◆ Try it: Write the lines below as a JSON list of strings, one string per line, skipping any blank lines.

◆ Saved entries:

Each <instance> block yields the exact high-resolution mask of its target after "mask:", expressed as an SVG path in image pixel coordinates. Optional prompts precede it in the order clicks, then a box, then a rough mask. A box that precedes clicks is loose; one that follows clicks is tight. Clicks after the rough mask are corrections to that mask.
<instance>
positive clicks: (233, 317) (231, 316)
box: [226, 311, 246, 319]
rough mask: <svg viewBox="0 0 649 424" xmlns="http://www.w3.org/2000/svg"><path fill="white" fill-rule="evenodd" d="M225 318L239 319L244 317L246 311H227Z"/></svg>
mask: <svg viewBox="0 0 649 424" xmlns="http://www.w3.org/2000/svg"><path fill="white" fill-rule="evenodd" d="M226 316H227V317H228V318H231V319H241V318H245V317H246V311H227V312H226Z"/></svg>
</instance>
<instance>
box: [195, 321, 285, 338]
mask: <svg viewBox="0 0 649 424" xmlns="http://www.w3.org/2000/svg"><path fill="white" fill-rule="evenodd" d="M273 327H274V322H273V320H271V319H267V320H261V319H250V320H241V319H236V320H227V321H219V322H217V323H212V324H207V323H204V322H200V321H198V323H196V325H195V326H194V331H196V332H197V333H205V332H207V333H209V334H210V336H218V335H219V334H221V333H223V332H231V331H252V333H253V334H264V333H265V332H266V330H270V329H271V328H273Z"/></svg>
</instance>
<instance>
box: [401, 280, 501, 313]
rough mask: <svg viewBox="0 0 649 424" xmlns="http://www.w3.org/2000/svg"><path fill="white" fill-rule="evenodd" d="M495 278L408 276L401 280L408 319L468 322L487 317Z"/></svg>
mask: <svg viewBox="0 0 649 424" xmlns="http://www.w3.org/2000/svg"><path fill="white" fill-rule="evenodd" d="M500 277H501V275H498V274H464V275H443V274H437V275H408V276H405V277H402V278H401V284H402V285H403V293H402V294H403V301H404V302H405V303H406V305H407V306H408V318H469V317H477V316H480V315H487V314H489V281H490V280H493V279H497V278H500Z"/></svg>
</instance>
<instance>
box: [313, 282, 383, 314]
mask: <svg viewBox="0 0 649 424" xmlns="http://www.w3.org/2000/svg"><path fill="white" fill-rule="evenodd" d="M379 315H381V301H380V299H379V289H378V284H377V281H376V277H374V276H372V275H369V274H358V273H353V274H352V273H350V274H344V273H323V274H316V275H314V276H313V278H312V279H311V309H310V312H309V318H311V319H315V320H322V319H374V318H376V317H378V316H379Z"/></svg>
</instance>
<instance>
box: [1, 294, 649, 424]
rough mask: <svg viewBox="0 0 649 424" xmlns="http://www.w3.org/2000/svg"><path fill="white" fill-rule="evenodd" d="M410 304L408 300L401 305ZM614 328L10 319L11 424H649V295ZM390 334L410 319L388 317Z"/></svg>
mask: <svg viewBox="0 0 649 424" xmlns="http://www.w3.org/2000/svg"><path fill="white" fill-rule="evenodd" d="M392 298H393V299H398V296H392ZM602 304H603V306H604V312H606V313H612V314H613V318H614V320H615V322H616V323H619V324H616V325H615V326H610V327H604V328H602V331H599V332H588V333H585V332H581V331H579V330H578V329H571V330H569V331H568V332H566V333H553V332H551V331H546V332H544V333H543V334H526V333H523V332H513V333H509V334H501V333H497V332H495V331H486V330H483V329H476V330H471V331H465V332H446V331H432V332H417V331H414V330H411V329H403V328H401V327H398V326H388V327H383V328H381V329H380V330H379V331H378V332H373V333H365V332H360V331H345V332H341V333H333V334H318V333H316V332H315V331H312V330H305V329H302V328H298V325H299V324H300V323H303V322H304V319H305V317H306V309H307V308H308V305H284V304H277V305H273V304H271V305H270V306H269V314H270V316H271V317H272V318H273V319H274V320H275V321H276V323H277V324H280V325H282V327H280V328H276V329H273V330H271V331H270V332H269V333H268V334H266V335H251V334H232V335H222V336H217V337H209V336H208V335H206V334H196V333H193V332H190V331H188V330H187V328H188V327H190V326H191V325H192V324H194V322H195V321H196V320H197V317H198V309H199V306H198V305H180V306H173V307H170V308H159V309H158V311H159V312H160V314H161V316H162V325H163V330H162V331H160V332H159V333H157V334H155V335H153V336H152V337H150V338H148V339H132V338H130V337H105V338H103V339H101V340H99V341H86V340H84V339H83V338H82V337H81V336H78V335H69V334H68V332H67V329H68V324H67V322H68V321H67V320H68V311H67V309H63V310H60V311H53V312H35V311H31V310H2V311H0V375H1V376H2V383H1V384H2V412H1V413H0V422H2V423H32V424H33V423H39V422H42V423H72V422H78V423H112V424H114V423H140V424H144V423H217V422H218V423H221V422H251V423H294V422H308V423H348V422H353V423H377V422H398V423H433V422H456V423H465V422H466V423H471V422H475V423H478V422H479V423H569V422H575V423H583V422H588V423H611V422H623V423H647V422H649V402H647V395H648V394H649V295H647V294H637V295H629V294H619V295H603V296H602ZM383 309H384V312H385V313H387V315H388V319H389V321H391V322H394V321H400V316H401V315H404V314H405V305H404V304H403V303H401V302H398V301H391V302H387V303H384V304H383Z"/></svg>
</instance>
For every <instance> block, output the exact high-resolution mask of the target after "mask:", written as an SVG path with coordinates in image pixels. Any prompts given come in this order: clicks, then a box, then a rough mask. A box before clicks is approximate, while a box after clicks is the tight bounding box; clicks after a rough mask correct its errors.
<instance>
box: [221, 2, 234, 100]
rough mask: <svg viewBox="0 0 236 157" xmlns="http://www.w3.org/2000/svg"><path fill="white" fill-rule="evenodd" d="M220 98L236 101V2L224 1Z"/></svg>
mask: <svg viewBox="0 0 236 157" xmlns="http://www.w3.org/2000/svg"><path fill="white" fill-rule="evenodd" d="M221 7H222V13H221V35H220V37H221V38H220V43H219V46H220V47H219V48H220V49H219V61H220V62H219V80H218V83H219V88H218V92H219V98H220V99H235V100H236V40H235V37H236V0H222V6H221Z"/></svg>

◆ Exercise response:
[
  "Each <instance> block yields the exact high-resolution mask of its target after \"mask:\", expressed as an SVG path in image pixel coordinates. Optional prompts precede it in the order clicks, then a box, then a rough mask. A box that precedes clicks is loose; one that follows clicks is tight. Clicks after the rough mask are corrections to that mask.",
  "<instance>",
  "positive clicks: (233, 317) (231, 316)",
  "box: [226, 311, 246, 319]",
  "rough mask: <svg viewBox=\"0 0 649 424\" xmlns=\"http://www.w3.org/2000/svg\"><path fill=\"white\" fill-rule=\"evenodd\" d=\"M225 318L239 319L244 317L246 311H227Z\"/></svg>",
  "mask: <svg viewBox=\"0 0 649 424\" xmlns=\"http://www.w3.org/2000/svg\"><path fill=\"white\" fill-rule=\"evenodd\" d=\"M226 316H227V317H228V318H231V319H241V318H245V317H246V311H227V312H226Z\"/></svg>",
  "</instance>",
  "<instance>",
  "box: [195, 321, 285, 338]",
  "mask: <svg viewBox=\"0 0 649 424\" xmlns=\"http://www.w3.org/2000/svg\"><path fill=\"white\" fill-rule=\"evenodd\" d=\"M273 327H274V322H273V320H271V319H267V320H261V319H250V320H241V319H236V320H227V321H219V322H217V323H212V324H207V323H204V322H200V321H198V323H196V325H195V326H194V331H196V332H197V333H205V332H207V333H209V334H210V336H218V335H219V334H221V333H223V332H231V331H252V333H253V334H264V333H265V332H266V330H270V329H271V328H273Z\"/></svg>",
  "</instance>",
  "<instance>",
  "box: [401, 280, 501, 313]",
  "rough mask: <svg viewBox=\"0 0 649 424\" xmlns=\"http://www.w3.org/2000/svg\"><path fill=\"white\" fill-rule=\"evenodd\" d=\"M495 278L408 276L401 280L408 319L468 322L487 317Z\"/></svg>",
  "mask: <svg viewBox=\"0 0 649 424\" xmlns=\"http://www.w3.org/2000/svg\"><path fill=\"white\" fill-rule=\"evenodd\" d=\"M500 277H501V275H498V274H464V275H443V274H437V275H408V276H405V277H402V278H401V284H402V285H403V293H402V294H403V301H404V302H405V303H406V305H407V306H408V318H469V317H477V316H480V315H487V314H489V281H490V280H493V279H497V278H500Z\"/></svg>",
  "</instance>",
  "<instance>",
  "box: [313, 282, 383, 314]",
  "mask: <svg viewBox=\"0 0 649 424\" xmlns=\"http://www.w3.org/2000/svg\"><path fill=\"white\" fill-rule=\"evenodd\" d=\"M379 315H381V301H380V299H379V289H378V284H377V281H376V277H374V276H372V275H369V274H358V273H353V274H352V273H350V274H344V273H323V274H316V275H314V276H313V278H312V279H311V309H310V312H309V318H311V319H315V320H322V319H374V318H376V317H378V316H379Z\"/></svg>",
  "</instance>",
  "<instance>",
  "box: [1, 294, 649, 424]",
  "rough mask: <svg viewBox=\"0 0 649 424\" xmlns=\"http://www.w3.org/2000/svg\"><path fill=\"white\" fill-rule=\"evenodd\" d=\"M410 304L408 300L401 305ZM614 328L10 319L11 424H649V295ZM390 334L410 319L388 317Z\"/></svg>",
  "mask: <svg viewBox=\"0 0 649 424\" xmlns=\"http://www.w3.org/2000/svg\"><path fill=\"white\" fill-rule=\"evenodd\" d=\"M392 298H393V299H398V296H392ZM602 304H603V306H604V312H606V313H612V314H613V318H614V320H615V322H616V323H619V324H616V325H615V326H610V327H604V328H602V331H599V332H588V333H585V332H581V331H579V330H578V329H571V330H569V331H568V332H566V333H553V332H551V331H546V332H544V333H543V334H526V333H523V332H513V333H509V334H501V333H497V332H495V331H486V330H483V329H476V330H471V331H465V332H446V331H432V332H417V331H414V330H411V329H403V328H401V327H398V326H388V327H383V328H381V329H380V330H379V331H378V332H373V333H365V332H360V331H345V332H341V333H333V334H318V333H316V332H315V331H312V330H305V329H302V328H298V325H299V324H300V323H303V322H304V319H305V317H306V309H307V308H308V305H284V304H277V305H273V304H271V305H270V306H269V314H270V316H271V317H272V318H273V319H274V320H275V321H276V323H277V324H280V325H282V327H280V328H276V329H273V330H271V331H270V332H269V333H268V334H266V335H251V334H232V335H222V336H217V337H209V336H208V335H206V334H196V333H193V332H190V331H188V330H187V328H188V327H190V326H191V325H192V324H194V322H195V321H196V320H197V317H198V309H199V306H198V305H180V306H173V307H170V308H159V309H158V311H159V312H160V314H161V316H162V325H163V330H162V331H160V332H159V333H157V334H155V335H153V336H152V337H150V338H148V339H132V338H130V337H105V338H103V339H101V340H99V341H86V340H84V339H83V338H82V337H81V336H78V335H69V334H68V332H67V329H68V324H67V322H68V321H67V320H68V311H67V309H63V310H60V311H53V312H35V311H31V310H2V311H0V375H1V376H2V383H1V384H2V412H1V413H0V422H2V423H32V424H33V423H39V422H42V423H72V422H78V423H112V424H114V423H140V424H144V423H217V422H218V423H221V422H251V423H294V422H308V423H348V422H353V423H377V422H398V423H433V422H456V423H465V422H466V423H471V422H475V423H478V422H479V423H569V422H575V423H583V422H588V423H611V422H623V423H647V422H649V402H647V395H648V394H649V295H647V294H637V295H629V294H619V295H603V296H602ZM383 309H384V312H385V313H387V315H388V319H389V321H391V322H394V321H400V316H401V315H404V314H405V305H404V304H403V303H401V302H398V301H391V302H387V303H384V304H383Z\"/></svg>",
  "</instance>",
  "For every <instance> block, output the exact high-resolution mask of the target after \"mask:\", written as an SVG path with coordinates in image pixels. Any prompts given come in this order: clicks, then a box, then a rough mask. A box before clicks is approximate, while a box after clicks is the tight bounding box; clicks after a rough mask correct its errors.",
  "<instance>",
  "box: [221, 2, 234, 100]",
  "rough mask: <svg viewBox=\"0 0 236 157\" xmlns=\"http://www.w3.org/2000/svg\"><path fill=\"white\" fill-rule=\"evenodd\" d=\"M220 98L236 101V2L224 1Z\"/></svg>",
  "mask: <svg viewBox=\"0 0 236 157\" xmlns=\"http://www.w3.org/2000/svg\"><path fill=\"white\" fill-rule=\"evenodd\" d=\"M221 7H222V13H221V35H220V37H221V38H220V43H219V46H220V47H219V48H220V49H219V61H220V62H219V80H218V83H219V88H218V92H219V98H220V99H235V100H236V40H235V37H236V0H222V6H221Z\"/></svg>"
]